_DIRECTIONS_:
- 1) Translate this sentence from the passage about Mere into Spanish: "Mere's husband turned to work as a fisherman."
- 2) Retype the part of the passage about Mere starting with "In 1872 her" and going on through "from her mother.".

_EXCERPT TO READ_:
In 1872 her husband was appointed deputy harbourmaster of the port, and later lighthouse keeper on the Huriawa peninsula. From about 1876 they lived there in the lighthouse. On New Year's Day 1877 Mere won the women's dinghy race at the Waikouaiti Regatta, while her husband won the "Whaler's race". In the 1880s, the new railway ended the port trade and thus the need for a staffed lighthouse. Mere's husband turned to work as a fisherman. At one point he visited England to secure an inheritance but, despite gossip that he might stay, returned again to Mere.

In 1874 Mere's mother died and was buried, with a large carved headstone, in the cemetery above Puketeraki. Mere's father died in December 1891 and, having remarried, was buried separately from her mother.

_DATA SHOWN_:
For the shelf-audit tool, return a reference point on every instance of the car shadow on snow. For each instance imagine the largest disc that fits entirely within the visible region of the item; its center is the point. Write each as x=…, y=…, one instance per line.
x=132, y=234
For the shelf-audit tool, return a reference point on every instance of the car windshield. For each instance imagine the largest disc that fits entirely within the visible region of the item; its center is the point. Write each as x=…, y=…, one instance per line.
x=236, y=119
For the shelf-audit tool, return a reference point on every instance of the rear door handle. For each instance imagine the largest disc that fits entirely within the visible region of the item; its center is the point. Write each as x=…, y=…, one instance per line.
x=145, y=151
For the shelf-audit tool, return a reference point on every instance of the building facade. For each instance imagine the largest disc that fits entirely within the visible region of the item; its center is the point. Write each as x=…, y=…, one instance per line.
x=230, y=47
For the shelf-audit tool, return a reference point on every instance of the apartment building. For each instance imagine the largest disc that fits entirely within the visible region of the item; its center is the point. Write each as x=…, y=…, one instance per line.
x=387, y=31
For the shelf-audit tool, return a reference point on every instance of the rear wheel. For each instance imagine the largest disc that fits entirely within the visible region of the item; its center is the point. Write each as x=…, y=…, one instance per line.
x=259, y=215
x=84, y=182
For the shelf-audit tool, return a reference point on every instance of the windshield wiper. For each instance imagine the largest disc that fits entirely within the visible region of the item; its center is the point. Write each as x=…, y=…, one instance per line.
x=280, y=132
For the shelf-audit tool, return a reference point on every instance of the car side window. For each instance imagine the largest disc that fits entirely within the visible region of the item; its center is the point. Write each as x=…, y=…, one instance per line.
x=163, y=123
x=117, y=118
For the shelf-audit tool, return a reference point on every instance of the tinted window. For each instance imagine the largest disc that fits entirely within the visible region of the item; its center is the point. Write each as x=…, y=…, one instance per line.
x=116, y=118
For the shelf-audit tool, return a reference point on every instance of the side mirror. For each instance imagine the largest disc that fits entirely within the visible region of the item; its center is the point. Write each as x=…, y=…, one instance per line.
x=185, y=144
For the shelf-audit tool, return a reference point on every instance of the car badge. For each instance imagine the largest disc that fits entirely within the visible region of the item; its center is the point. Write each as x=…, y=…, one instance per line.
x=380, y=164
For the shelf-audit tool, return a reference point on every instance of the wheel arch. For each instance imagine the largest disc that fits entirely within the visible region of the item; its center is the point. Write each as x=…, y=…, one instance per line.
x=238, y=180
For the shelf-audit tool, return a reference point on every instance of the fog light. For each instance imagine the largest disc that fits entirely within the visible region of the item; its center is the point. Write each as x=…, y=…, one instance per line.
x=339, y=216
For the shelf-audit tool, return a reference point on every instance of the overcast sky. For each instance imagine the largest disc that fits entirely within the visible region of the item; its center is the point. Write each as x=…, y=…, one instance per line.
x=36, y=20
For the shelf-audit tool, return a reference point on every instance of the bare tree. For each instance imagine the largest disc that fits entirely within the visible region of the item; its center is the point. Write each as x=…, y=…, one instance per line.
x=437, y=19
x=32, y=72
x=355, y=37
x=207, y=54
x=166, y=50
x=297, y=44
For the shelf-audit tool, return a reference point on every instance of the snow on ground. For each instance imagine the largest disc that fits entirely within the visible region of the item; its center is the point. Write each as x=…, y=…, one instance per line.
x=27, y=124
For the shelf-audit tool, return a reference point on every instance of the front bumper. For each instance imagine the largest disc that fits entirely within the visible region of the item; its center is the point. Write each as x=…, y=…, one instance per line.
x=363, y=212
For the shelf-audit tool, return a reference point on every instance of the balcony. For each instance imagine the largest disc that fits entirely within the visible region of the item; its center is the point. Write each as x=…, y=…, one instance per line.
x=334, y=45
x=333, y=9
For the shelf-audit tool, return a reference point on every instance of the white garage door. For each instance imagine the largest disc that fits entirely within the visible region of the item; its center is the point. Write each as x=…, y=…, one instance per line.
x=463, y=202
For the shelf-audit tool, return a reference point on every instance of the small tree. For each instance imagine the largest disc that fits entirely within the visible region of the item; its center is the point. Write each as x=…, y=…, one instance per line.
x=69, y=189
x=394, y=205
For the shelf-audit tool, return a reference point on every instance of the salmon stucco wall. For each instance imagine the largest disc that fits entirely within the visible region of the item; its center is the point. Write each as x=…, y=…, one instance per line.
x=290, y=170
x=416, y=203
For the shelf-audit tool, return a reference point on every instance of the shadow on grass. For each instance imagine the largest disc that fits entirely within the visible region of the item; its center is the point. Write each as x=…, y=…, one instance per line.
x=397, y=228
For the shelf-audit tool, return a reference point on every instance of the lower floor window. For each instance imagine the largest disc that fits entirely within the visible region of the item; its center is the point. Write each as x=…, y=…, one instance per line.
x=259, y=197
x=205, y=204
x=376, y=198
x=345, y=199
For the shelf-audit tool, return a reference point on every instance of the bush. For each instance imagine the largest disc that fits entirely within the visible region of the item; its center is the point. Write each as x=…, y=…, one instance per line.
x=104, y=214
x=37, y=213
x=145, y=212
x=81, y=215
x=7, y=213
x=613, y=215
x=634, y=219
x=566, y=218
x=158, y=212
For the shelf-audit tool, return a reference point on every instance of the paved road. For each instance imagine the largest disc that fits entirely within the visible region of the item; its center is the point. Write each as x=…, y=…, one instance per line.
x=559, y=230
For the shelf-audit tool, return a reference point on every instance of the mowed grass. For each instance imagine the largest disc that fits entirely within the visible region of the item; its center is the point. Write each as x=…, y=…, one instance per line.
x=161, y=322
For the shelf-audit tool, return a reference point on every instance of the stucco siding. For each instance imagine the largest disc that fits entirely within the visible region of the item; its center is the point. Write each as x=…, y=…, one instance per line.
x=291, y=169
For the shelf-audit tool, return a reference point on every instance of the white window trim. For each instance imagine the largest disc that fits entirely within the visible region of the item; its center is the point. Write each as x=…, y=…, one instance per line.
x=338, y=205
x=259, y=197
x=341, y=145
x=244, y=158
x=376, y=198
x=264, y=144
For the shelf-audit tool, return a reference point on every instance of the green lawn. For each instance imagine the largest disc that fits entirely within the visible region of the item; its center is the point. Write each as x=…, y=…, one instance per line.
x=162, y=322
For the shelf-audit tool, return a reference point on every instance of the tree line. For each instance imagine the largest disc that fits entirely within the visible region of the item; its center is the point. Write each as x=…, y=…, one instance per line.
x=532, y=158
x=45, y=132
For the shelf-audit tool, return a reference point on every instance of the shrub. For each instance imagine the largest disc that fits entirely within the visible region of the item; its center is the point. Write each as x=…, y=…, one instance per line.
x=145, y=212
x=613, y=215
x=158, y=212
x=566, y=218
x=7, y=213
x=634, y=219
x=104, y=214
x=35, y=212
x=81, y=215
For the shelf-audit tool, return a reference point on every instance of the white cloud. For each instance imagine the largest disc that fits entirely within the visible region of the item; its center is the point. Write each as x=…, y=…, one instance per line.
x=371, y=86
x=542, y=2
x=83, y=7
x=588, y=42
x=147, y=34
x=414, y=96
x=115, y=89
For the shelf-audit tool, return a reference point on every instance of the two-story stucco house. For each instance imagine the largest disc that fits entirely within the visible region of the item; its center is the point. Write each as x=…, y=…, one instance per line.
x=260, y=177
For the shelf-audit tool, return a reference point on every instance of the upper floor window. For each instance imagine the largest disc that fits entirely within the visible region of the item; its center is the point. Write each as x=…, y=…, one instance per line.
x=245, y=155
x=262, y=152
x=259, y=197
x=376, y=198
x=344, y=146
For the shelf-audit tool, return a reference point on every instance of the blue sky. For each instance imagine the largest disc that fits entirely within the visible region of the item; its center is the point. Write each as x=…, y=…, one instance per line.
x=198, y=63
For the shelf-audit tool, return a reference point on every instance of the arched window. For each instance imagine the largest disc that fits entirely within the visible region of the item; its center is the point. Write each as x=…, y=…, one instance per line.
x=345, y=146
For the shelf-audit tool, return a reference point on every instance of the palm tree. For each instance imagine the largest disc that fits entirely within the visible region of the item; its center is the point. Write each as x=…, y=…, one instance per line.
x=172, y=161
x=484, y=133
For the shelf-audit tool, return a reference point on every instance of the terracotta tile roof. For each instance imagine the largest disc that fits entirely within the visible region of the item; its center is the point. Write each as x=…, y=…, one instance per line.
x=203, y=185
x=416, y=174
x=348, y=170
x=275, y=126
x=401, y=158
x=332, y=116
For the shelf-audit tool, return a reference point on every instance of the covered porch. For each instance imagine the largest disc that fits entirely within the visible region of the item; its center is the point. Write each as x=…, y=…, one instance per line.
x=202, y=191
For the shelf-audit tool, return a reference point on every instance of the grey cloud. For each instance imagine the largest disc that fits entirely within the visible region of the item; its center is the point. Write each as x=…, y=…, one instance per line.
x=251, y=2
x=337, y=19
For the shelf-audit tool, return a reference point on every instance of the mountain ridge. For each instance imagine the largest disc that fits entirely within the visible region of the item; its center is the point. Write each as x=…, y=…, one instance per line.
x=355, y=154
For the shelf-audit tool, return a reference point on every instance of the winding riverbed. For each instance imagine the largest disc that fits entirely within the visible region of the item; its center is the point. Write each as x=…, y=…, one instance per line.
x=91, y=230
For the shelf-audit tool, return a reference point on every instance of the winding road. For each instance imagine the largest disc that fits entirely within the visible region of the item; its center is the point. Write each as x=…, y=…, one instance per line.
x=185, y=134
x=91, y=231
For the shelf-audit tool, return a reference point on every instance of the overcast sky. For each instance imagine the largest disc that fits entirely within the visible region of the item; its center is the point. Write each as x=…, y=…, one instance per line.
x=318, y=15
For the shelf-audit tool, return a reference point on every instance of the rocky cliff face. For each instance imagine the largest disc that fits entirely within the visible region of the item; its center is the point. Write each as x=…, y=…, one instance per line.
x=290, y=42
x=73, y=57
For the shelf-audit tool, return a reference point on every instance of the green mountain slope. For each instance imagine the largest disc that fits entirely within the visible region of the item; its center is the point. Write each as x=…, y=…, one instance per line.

_ANSWERS TO THE PROBLEMS_:
- 1) El esposo de Mere se dedicó a trabajar como pescador.

- 2)
In 1872 her husband was appointed deputy harbourmaster of the port, and later lighthouse keeper on the Huriawa peninsula. From about 1876 they lived there in the lighthouse. On New Year's Day 1877 Mere won the women's dinghy race at the Waikouaiti Regatta, while her husband won the "Whaler's race". In the 1880s, the new railway ended the port trade and thus the need for a staffed lighthouse. Mere's husband turned to work as a fisherman. At one point he visited England to secure an inheritance but, despite gossip that he might stay, returned again to Mere.

In 1874 Mere's mother died and was buried, with a large carved headstone, in the cemetery above Puketeraki. Mere's father died in December 1891 and, having remarried, was buried separately from her mother.